Task goal: For each line in the data below that holds "seated", return a copy.

[Image point grounding data]
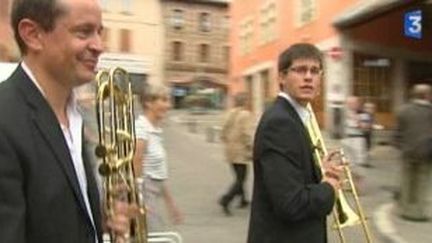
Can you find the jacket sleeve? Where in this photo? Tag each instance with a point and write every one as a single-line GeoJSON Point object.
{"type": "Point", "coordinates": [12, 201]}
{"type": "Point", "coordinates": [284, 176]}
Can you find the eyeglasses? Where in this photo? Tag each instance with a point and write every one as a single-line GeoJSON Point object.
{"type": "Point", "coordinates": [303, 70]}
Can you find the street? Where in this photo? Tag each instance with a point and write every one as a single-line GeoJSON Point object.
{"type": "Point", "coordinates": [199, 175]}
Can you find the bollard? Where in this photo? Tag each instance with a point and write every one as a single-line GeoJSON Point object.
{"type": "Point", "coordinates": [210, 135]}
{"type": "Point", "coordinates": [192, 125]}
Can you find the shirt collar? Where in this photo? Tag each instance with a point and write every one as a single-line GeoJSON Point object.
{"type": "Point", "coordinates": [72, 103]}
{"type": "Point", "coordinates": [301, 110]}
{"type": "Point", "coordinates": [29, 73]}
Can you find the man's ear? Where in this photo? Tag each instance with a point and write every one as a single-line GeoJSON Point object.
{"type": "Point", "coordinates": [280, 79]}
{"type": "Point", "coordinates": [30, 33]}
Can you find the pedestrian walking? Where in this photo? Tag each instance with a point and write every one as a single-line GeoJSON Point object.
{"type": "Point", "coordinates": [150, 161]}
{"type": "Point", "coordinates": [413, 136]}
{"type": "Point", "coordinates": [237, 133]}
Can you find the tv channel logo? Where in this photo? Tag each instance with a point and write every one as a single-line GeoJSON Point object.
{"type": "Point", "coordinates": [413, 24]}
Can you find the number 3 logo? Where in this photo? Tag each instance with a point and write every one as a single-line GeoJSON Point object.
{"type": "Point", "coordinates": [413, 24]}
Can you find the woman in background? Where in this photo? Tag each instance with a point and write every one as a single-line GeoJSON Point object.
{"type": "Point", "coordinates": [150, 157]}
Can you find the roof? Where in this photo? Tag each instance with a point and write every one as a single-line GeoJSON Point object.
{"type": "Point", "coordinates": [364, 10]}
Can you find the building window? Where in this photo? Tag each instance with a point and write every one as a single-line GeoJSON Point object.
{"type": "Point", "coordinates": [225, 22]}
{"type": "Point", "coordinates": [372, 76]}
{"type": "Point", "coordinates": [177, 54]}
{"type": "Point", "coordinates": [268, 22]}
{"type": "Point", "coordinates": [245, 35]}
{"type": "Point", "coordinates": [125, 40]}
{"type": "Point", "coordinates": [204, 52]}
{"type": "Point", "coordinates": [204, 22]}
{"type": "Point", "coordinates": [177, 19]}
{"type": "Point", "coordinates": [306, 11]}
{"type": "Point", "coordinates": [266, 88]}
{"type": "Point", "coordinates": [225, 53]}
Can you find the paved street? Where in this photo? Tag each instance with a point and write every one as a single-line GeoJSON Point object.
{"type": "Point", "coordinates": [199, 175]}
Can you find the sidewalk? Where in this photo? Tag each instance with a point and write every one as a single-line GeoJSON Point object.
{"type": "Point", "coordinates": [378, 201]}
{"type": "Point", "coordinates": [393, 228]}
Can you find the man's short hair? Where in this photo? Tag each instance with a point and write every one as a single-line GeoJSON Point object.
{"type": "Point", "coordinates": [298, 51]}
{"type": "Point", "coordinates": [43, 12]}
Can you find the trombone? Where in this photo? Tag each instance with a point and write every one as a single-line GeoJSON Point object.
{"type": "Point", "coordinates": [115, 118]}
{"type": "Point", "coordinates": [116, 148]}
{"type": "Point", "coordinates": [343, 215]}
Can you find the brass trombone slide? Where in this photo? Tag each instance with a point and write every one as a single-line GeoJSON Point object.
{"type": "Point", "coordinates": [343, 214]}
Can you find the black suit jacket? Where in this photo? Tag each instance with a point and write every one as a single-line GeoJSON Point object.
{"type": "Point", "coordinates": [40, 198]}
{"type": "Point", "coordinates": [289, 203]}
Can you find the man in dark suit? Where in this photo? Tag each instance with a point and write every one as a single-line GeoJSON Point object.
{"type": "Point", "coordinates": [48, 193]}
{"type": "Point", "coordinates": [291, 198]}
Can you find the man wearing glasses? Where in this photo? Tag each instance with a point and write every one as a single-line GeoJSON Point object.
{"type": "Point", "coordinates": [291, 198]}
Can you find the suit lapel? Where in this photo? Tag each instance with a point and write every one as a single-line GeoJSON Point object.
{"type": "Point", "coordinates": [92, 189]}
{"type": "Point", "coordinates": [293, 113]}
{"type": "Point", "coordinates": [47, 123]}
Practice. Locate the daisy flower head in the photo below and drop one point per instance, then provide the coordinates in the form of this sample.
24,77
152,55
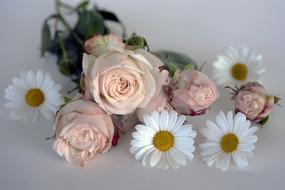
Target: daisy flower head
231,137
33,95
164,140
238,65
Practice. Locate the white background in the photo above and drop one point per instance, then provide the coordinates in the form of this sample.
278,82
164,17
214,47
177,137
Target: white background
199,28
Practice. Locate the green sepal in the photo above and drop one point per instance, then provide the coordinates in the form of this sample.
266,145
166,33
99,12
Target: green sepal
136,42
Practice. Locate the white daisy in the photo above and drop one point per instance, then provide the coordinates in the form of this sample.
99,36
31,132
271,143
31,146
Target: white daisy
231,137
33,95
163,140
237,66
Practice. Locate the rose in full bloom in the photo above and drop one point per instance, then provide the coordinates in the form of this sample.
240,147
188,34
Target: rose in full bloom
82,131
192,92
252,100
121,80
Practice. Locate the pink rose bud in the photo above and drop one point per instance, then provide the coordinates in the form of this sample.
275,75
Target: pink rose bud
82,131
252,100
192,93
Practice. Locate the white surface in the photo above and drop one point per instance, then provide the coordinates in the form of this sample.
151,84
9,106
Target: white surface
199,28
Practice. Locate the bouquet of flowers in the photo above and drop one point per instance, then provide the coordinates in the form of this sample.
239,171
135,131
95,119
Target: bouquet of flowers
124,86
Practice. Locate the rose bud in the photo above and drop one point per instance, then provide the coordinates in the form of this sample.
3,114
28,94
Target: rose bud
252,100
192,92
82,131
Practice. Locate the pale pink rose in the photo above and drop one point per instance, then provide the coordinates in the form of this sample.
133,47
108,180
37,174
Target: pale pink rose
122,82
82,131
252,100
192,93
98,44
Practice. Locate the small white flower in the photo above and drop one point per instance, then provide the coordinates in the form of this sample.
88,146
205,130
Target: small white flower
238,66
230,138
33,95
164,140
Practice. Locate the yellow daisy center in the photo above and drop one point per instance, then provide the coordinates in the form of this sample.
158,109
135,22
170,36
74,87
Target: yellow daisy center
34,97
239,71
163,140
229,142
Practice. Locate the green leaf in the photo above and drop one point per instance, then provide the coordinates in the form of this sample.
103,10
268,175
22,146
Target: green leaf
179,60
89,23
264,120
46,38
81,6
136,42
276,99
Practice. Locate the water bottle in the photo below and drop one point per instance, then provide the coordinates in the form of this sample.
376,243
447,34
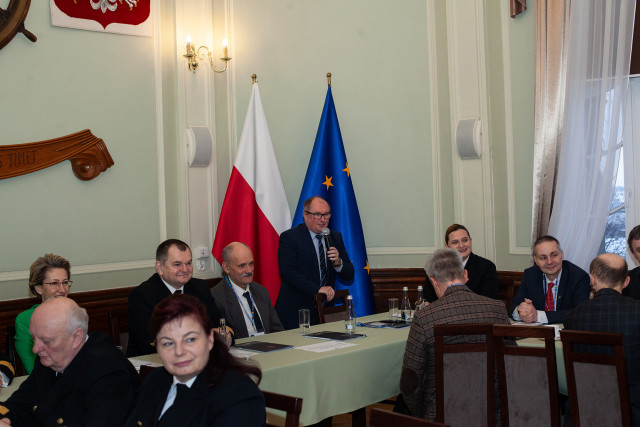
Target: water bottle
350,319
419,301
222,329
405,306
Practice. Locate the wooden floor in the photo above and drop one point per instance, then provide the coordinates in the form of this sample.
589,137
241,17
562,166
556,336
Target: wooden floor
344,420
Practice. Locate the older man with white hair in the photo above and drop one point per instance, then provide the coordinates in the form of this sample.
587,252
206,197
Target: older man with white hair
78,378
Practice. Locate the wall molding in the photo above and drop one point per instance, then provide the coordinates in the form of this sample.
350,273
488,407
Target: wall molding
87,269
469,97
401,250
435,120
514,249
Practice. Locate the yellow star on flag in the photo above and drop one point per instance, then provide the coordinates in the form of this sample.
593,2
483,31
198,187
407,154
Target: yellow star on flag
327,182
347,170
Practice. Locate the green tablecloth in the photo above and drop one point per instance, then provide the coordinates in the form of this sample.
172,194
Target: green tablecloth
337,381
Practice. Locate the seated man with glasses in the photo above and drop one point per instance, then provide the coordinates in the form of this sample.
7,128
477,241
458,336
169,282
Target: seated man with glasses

Exercise result:
Practice. Locate the seated man with glasses in the photo above and drop one point per instance, then provide the coordinates in the form of this sample.
Target: seated man with glasses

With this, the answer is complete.